• **PROMPT**
Print exactly the first lines of the records. Stop after the line containing "positive clicks: (298, 249)", and leave every picture out.

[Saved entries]
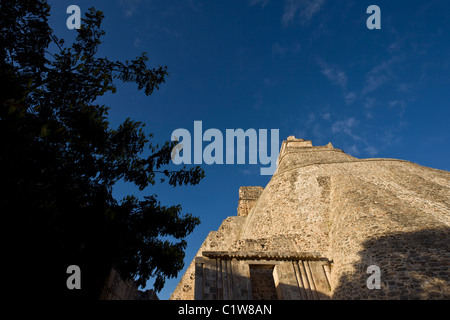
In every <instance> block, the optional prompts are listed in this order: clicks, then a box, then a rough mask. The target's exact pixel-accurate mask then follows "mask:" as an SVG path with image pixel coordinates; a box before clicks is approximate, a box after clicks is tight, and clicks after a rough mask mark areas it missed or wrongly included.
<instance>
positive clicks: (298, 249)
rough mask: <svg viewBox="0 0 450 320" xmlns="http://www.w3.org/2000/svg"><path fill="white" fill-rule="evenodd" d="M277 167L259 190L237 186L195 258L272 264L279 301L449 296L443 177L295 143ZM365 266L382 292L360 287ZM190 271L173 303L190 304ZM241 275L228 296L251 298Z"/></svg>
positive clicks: (449, 185)
mask: <svg viewBox="0 0 450 320" xmlns="http://www.w3.org/2000/svg"><path fill="white" fill-rule="evenodd" d="M277 164H278V165H277V171H276V172H275V174H274V176H273V177H272V179H271V181H270V182H269V183H268V185H267V186H266V187H265V188H264V189H262V188H261V187H259V188H249V187H243V188H242V189H241V190H240V200H239V201H240V203H239V207H238V215H239V216H238V217H233V218H227V219H225V220H224V222H223V224H222V226H221V227H220V228H219V230H218V231H216V232H211V233H210V234H209V235H208V237H207V239H206V240H205V242H204V244H203V245H202V247H201V248H200V250H199V253H198V254H197V257H202V258H203V259H209V260H212V261H218V260H220V261H222V262H221V265H222V264H223V263H224V262H223V261H227V262H226V263H228V264H229V265H230V268H231V269H233V268H237V269H236V270H241V271H242V270H247V271H248V270H250V269H249V268H250V266H251V265H252V263H254V262H255V261H257V262H258V263H262V264H264V263H265V264H266V265H267V266H272V267H273V268H274V269H273V270H274V272H273V276H274V281H275V285H276V289H277V294H278V298H282V299H305V298H306V299H310V298H311V299H313V298H319V299H320V298H326V297H331V298H332V299H448V298H450V272H449V267H450V246H449V239H450V173H449V172H447V171H442V170H436V169H431V168H427V167H423V166H420V165H417V164H414V163H411V162H408V161H403V160H396V159H357V158H354V157H352V156H349V155H347V154H345V153H344V152H342V150H339V149H336V148H334V147H333V146H332V145H331V143H330V144H328V145H327V146H324V147H313V146H312V144H311V143H310V141H308V140H303V139H295V137H289V138H288V140H287V141H284V142H283V145H282V147H281V151H280V155H279V158H278V162H277ZM246 194H247V196H245V195H246ZM241 195H242V196H241ZM248 195H252V196H248ZM245 199H248V201H249V202H245V201H247V200H245ZM242 200H245V201H244V202H243V203H242V205H241V201H242ZM203 252H205V255H203V254H202V253H203ZM214 252H216V254H214ZM219 253H220V254H219ZM308 254H309V255H310V256H308ZM311 254H313V255H314V257H316V258H315V259H312V257H311ZM220 255H222V256H220ZM258 255H259V256H258ZM314 261H325V263H324V264H323V265H321V266H320V267H318V266H317V265H315V264H314ZM193 263H194V262H193ZM216 264H217V262H216ZM234 264H236V266H235V265H234ZM370 265H377V266H379V267H380V269H381V289H379V290H377V289H375V290H369V289H368V288H367V285H366V280H367V278H368V277H369V276H370V275H369V274H367V272H366V270H367V268H368V267H369V266H370ZM230 268H229V269H230ZM239 268H240V269H239ZM216 270H220V269H217V268H216ZM222 270H223V269H222ZM283 270H284V271H285V272H282V271H283ZM286 270H290V271H289V272H287V271H286ZM247 271H246V272H247ZM194 272H195V265H194V264H191V266H190V267H189V268H188V271H187V272H186V274H185V276H184V277H183V278H182V280H181V281H180V284H179V286H178V287H177V288H176V290H175V291H174V293H173V295H172V297H171V298H172V299H194V294H193V293H194V278H195V275H194ZM215 272H217V271H215ZM222 272H223V271H222ZM247 273H249V272H247ZM232 276H233V274H232V273H231V276H230V277H232ZM308 276H309V277H311V278H308ZM245 277H247V280H248V277H250V275H248V276H245V275H240V278H235V279H234V280H235V282H236V281H237V282H238V280H239V281H244V282H245V285H239V286H238V287H239V288H240V289H236V290H237V291H236V290H234V289H233V290H234V291H235V292H236V294H238V295H239V297H241V298H242V297H244V296H247V298H248V299H250V298H251V295H249V292H251V283H250V288H249V289H248V288H247V287H248V286H249V282H248V281H247V280H246V278H245ZM230 279H231V278H230ZM202 285H203V286H204V285H205V283H202ZM230 285H231V286H236V285H238V283H231V284H230ZM327 285H329V287H328V289H327ZM186 286H187V287H188V288H189V290H186V288H187V287H186ZM243 287H245V288H246V289H242V288H243ZM319 287H320V290H319V289H318V288H319ZM231 289H232V288H230V290H231ZM230 290H229V291H230ZM233 290H231V291H230V292H232V291H233ZM242 290H244V291H245V292H244V291H242ZM246 290H247V291H246ZM234 291H233V292H234ZM221 297H222V298H225V295H223V294H222V295H221ZM217 298H220V297H219V296H218V297H217ZM228 298H229V297H228Z"/></svg>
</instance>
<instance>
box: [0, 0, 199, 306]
mask: <svg viewBox="0 0 450 320" xmlns="http://www.w3.org/2000/svg"><path fill="white" fill-rule="evenodd" d="M49 15H50V7H49V5H48V4H47V3H46V1H42V0H23V1H15V0H1V7H0V30H1V39H0V41H1V52H0V55H1V59H0V64H1V67H0V72H1V74H0V76H1V89H0V90H1V95H0V148H1V151H0V184H1V186H0V187H1V192H0V212H1V216H2V217H1V219H2V226H3V227H4V228H5V229H6V230H4V231H7V232H8V236H7V238H6V243H5V242H4V245H5V247H7V249H6V251H5V252H4V254H3V258H2V262H3V265H4V266H6V267H7V269H8V270H9V271H7V273H5V274H4V276H5V275H6V276H9V277H11V278H12V279H13V281H14V283H15V286H16V287H17V288H19V289H20V290H26V291H30V290H33V291H34V292H35V294H34V295H33V298H35V297H42V298H61V297H80V298H98V295H99V293H100V290H101V286H102V284H103V282H104V279H105V276H106V275H107V274H108V272H109V270H110V269H111V267H112V266H114V268H116V270H117V271H118V272H119V273H120V275H121V276H122V277H123V278H124V279H135V280H136V281H137V283H138V284H139V285H141V286H144V285H145V284H146V282H147V281H148V280H149V279H150V278H152V277H154V279H156V280H155V283H154V287H155V289H156V290H160V289H161V288H162V287H163V285H164V281H165V279H166V278H167V277H174V276H176V275H177V273H178V272H179V271H180V270H181V269H182V267H183V258H184V249H185V248H186V241H185V240H184V238H185V237H186V236H187V235H188V234H190V233H191V232H192V231H193V229H194V228H195V226H196V225H198V224H199V219H198V218H196V217H194V216H192V215H191V214H183V213H182V212H181V211H182V209H181V206H179V205H177V206H169V207H166V206H163V205H161V204H160V202H159V201H158V200H157V196H156V195H149V196H146V197H145V198H144V199H143V200H139V199H138V198H137V197H135V196H132V195H130V196H128V197H126V198H125V199H123V200H121V201H118V200H116V199H114V197H113V195H112V187H113V186H114V184H115V183H116V182H117V181H119V180H124V181H126V182H130V183H132V184H135V185H136V186H137V187H138V188H139V189H140V190H141V191H142V190H144V189H146V188H147V187H148V186H150V185H154V184H155V180H156V179H159V178H161V180H167V182H168V183H169V184H170V185H171V186H180V185H195V184H198V183H199V181H200V180H201V179H202V178H203V177H204V172H203V170H202V169H201V168H200V167H193V168H190V169H189V170H188V169H186V168H183V169H181V170H179V169H178V168H177V170H169V169H170V159H171V157H170V155H171V150H172V148H173V146H174V144H173V143H166V144H165V145H163V146H154V145H152V143H151V141H150V139H151V138H152V136H151V135H150V136H147V135H146V134H145V133H144V131H143V127H144V124H143V123H141V122H137V121H132V120H130V119H127V120H125V121H124V122H123V123H122V124H120V126H118V128H117V129H113V128H111V127H110V125H109V122H108V109H109V108H108V107H107V106H104V105H99V104H96V100H97V98H98V97H99V96H102V95H103V94H105V93H107V92H112V93H114V92H115V91H116V86H115V82H116V81H122V82H131V83H136V84H137V86H138V89H139V90H141V89H143V90H144V92H145V94H146V95H150V94H152V92H153V91H154V90H155V89H158V88H159V85H160V84H162V83H163V82H164V79H165V76H166V75H167V71H166V69H167V68H166V67H158V68H153V69H150V68H148V67H147V64H146V62H147V61H148V57H147V55H146V54H145V53H143V54H142V55H141V56H139V57H137V58H136V59H134V60H131V61H125V62H119V61H110V60H109V59H107V58H103V57H98V55H97V50H98V47H99V45H100V44H101V41H100V38H101V36H102V35H103V34H104V31H102V29H101V22H102V19H103V14H102V12H101V11H96V10H95V9H93V8H91V9H89V11H88V12H87V13H86V14H85V17H84V18H83V19H82V21H83V22H82V26H81V28H80V29H79V30H78V34H77V38H76V40H75V41H74V43H73V44H72V45H71V46H68V47H66V46H65V45H64V41H63V40H61V39H58V38H57V37H56V36H55V35H54V34H53V30H52V29H51V28H50V27H49V25H48V17H49ZM144 154H145V156H144ZM164 168H165V169H164ZM157 175H160V176H161V177H158V176H157ZM72 264H75V265H78V266H80V268H81V285H82V289H81V290H73V291H71V290H68V289H67V287H66V279H67V277H68V276H69V275H68V274H66V268H67V267H68V266H69V265H72ZM30 287H31V288H30Z"/></svg>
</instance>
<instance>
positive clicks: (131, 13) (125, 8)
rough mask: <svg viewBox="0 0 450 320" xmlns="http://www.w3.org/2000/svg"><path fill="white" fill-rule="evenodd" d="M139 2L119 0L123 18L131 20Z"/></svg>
mask: <svg viewBox="0 0 450 320" xmlns="http://www.w3.org/2000/svg"><path fill="white" fill-rule="evenodd" d="M140 2H141V0H120V1H119V3H120V5H121V6H122V8H123V14H124V16H125V18H131V17H132V16H133V15H134V13H135V12H136V10H137V9H138V7H139V4H140Z"/></svg>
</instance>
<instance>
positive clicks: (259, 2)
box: [248, 0, 270, 8]
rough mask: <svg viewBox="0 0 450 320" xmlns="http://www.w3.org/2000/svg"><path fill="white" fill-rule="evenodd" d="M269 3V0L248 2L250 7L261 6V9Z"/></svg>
mask: <svg viewBox="0 0 450 320" xmlns="http://www.w3.org/2000/svg"><path fill="white" fill-rule="evenodd" d="M269 2H270V0H248V3H249V4H250V5H251V6H256V5H261V6H262V7H263V8H264V7H265V6H266V5H267V4H268V3H269Z"/></svg>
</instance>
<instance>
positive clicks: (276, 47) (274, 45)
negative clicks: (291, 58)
mask: <svg viewBox="0 0 450 320" xmlns="http://www.w3.org/2000/svg"><path fill="white" fill-rule="evenodd" d="M287 51H288V48H286V47H283V46H282V45H281V44H279V43H278V42H275V43H274V44H273V45H272V54H274V55H280V56H282V55H284V54H285V53H286V52H287Z"/></svg>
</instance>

• **RESPONSE**
In every <instance> block, the optional prompts are listed in this order: clicks, then a box, then a rough mask. The target's exact pixel-accurate mask then follows "mask:" as an SVG path with image pixel coordinates; a box before clicks is approximate, a box after clicks is tight, and clicks after a rough mask mark areas it missed or wrongly included.
<instance>
positive clicks: (298, 249)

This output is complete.